======== TASK INPUT ========

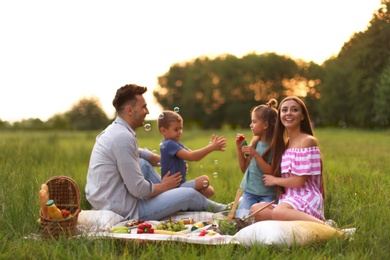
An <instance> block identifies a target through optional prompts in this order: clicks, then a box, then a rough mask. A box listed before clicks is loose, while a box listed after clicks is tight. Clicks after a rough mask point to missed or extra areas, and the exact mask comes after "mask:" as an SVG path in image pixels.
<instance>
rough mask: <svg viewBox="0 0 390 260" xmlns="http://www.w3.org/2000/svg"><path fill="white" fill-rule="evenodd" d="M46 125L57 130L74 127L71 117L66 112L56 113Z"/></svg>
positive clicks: (51, 128) (63, 129)
mask: <svg viewBox="0 0 390 260" xmlns="http://www.w3.org/2000/svg"><path fill="white" fill-rule="evenodd" d="M46 125H47V127H48V128H50V129H56V130H70V129H72V125H71V124H70V122H69V118H68V117H67V116H66V115H65V114H55V115H54V116H52V117H50V118H49V119H48V120H47V122H46Z"/></svg>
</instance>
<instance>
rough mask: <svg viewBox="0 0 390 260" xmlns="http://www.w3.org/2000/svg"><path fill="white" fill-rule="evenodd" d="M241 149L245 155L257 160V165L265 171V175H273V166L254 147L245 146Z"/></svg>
mask: <svg viewBox="0 0 390 260" xmlns="http://www.w3.org/2000/svg"><path fill="white" fill-rule="evenodd" d="M241 149H242V152H243V153H245V154H249V155H250V156H251V157H253V158H255V160H256V162H257V165H259V167H260V168H261V169H262V170H263V172H264V174H272V173H273V169H272V166H271V164H269V163H268V162H266V161H265V160H264V158H263V156H261V154H259V153H258V152H257V151H256V150H255V149H254V148H253V147H252V146H250V145H248V146H244V147H242V148H241Z"/></svg>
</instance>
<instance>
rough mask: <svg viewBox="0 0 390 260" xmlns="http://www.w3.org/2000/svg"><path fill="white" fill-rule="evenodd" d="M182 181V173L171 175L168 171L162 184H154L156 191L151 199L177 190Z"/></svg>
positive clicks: (173, 174) (154, 187) (151, 196)
mask: <svg viewBox="0 0 390 260" xmlns="http://www.w3.org/2000/svg"><path fill="white" fill-rule="evenodd" d="M181 180H182V176H181V173H180V172H177V173H175V174H172V175H171V172H169V171H168V172H167V174H166V175H165V176H164V178H162V180H161V183H159V184H154V190H153V193H152V194H151V195H150V197H154V196H156V195H158V194H161V193H163V192H165V191H167V190H171V189H174V188H177V187H178V186H179V185H180V182H181Z"/></svg>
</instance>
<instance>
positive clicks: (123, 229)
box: [110, 226, 129, 233]
mask: <svg viewBox="0 0 390 260" xmlns="http://www.w3.org/2000/svg"><path fill="white" fill-rule="evenodd" d="M110 232H111V233H129V229H128V228H127V227H125V226H117V227H113V228H111V229H110Z"/></svg>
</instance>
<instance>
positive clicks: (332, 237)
mask: <svg viewBox="0 0 390 260" xmlns="http://www.w3.org/2000/svg"><path fill="white" fill-rule="evenodd" d="M212 215H213V213H211V212H204V211H199V212H178V213H176V214H173V215H171V216H170V217H168V218H167V219H171V220H173V221H177V220H180V219H183V218H192V219H194V220H195V221H197V222H198V221H202V222H209V221H212ZM118 216H119V215H117V214H115V213H113V212H109V211H104V212H103V211H84V212H83V211H82V212H81V213H80V215H79V225H78V228H79V229H80V230H83V231H84V235H87V236H89V237H92V238H94V237H95V238H97V237H106V238H115V239H135V240H151V241H177V242H184V243H195V244H207V245H223V244H232V243H234V244H241V245H244V246H248V247H250V246H255V245H263V246H264V245H277V246H287V247H290V246H292V245H307V244H310V243H315V242H326V241H327V240H329V239H332V238H334V237H338V238H348V237H350V236H351V235H353V234H354V233H355V231H356V229H354V228H352V229H344V230H340V229H336V228H333V227H330V226H326V225H322V224H317V223H314V222H308V221H274V220H268V221H261V222H257V223H254V224H252V225H250V226H248V227H245V228H243V229H241V230H240V231H239V232H237V233H236V234H235V235H234V236H229V235H220V234H218V233H217V234H215V235H213V236H199V233H200V232H201V231H202V229H199V230H195V231H193V232H190V233H189V234H188V235H187V236H172V235H161V234H137V233H136V229H133V230H132V231H131V233H129V234H122V233H110V232H108V231H109V228H111V227H113V226H121V225H122V226H124V225H125V224H126V223H127V222H128V221H122V220H123V219H121V217H120V216H119V217H118ZM162 221H164V220H162ZM147 222H150V223H151V224H153V225H157V224H158V223H159V222H160V221H147Z"/></svg>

========

Your reply must contain each entry exactly as written and no pictures.

An <instance> block identifies a target through optional prompts in this order: clicks, then a box, then a rough mask. A box listed before clicks is loose, while a box listed after clicks is tight. Clicks after a rough mask point to missed or extra areas, and the exact mask comes after "mask:" as an SVG path in image pixels.
<instance>
rough mask: <svg viewBox="0 0 390 260" xmlns="http://www.w3.org/2000/svg"><path fill="white" fill-rule="evenodd" d="M46 125L57 130L74 127L71 117L66 112L56 113Z"/></svg>
positive clicks: (51, 128) (63, 129)
mask: <svg viewBox="0 0 390 260" xmlns="http://www.w3.org/2000/svg"><path fill="white" fill-rule="evenodd" d="M46 125H47V127H48V128H50V129H56V130H70V129H72V125H71V124H70V122H69V118H68V117H67V116H66V115H65V114H55V115H54V116H52V117H50V118H49V119H48V120H47V122H46Z"/></svg>
</instance>
<instance>
rough mask: <svg viewBox="0 0 390 260" xmlns="http://www.w3.org/2000/svg"><path fill="white" fill-rule="evenodd" d="M241 149L245 155L257 160V165L265 171V175H273V166L254 147L245 146Z"/></svg>
mask: <svg viewBox="0 0 390 260" xmlns="http://www.w3.org/2000/svg"><path fill="white" fill-rule="evenodd" d="M241 149H242V152H243V153H245V154H249V155H250V156H251V157H253V158H255V160H256V162H257V165H259V167H260V168H261V169H262V170H263V172H264V174H272V173H273V169H272V166H271V164H269V163H268V162H266V161H265V160H264V158H263V156H261V154H259V153H258V152H257V151H256V150H255V149H254V148H253V147H252V146H250V145H248V146H244V147H242V148H241Z"/></svg>
</instance>
<instance>
rough mask: <svg viewBox="0 0 390 260" xmlns="http://www.w3.org/2000/svg"><path fill="white" fill-rule="evenodd" d="M182 181V173L171 175L168 171L162 184H154L156 191L151 199L177 190Z"/></svg>
positive clicks: (173, 174) (154, 187) (151, 196)
mask: <svg viewBox="0 0 390 260" xmlns="http://www.w3.org/2000/svg"><path fill="white" fill-rule="evenodd" d="M181 180H182V176H181V173H180V172H177V173H175V174H172V175H171V172H169V171H168V172H167V174H166V175H165V176H164V178H162V180H161V183H159V184H154V190H153V193H152V194H151V195H150V197H154V196H156V195H158V194H161V193H163V192H165V191H167V190H171V189H174V188H177V187H178V186H179V185H180V182H181Z"/></svg>
</instance>
<instance>
positive clicks: (123, 229)
box: [110, 226, 129, 233]
mask: <svg viewBox="0 0 390 260" xmlns="http://www.w3.org/2000/svg"><path fill="white" fill-rule="evenodd" d="M110 232H111V233H129V229H128V228H127V227H125V226H117V227H113V228H111V229H110Z"/></svg>
</instance>
<instance>
positive clicks: (332, 237)
mask: <svg viewBox="0 0 390 260" xmlns="http://www.w3.org/2000/svg"><path fill="white" fill-rule="evenodd" d="M212 215H213V213H211V212H204V211H199V212H178V213H176V214H173V215H171V216H170V217H168V218H167V219H171V220H173V221H177V220H180V219H183V218H192V219H194V220H195V221H197V222H198V221H202V222H209V221H212ZM118 216H119V215H117V214H115V213H113V212H109V211H104V212H103V211H84V212H83V211H82V212H81V213H80V215H79V225H78V228H79V229H80V230H83V231H84V235H87V236H89V237H92V238H94V237H95V238H97V237H106V238H115V239H135V240H151V241H177V242H184V243H195V244H207V245H223V244H232V243H234V244H241V245H244V246H248V247H250V246H255V245H263V246H264V245H277V246H287V247H290V246H292V245H307V244H310V243H315V242H326V241H327V240H329V239H332V238H334V237H338V238H348V237H350V236H351V235H353V234H354V233H355V231H356V229H354V228H352V229H344V230H340V229H336V228H333V227H330V226H326V225H322V224H317V223H314V222H308V221H274V220H268V221H261V222H257V223H254V224H252V225H250V226H248V227H245V228H243V229H241V230H240V231H239V232H237V233H236V234H235V235H234V236H229V235H220V234H218V233H217V234H215V235H213V236H199V233H200V232H201V231H202V229H199V230H195V231H193V232H190V233H189V234H188V235H187V236H172V235H161V234H137V233H136V229H133V230H132V231H131V233H129V234H122V233H110V232H108V231H109V228H111V227H113V226H121V225H122V226H124V225H125V224H126V223H127V222H128V221H122V220H123V219H121V217H120V216H119V217H118ZM162 221H164V220H162ZM147 222H150V223H151V224H153V225H157V224H158V223H159V222H160V221H147Z"/></svg>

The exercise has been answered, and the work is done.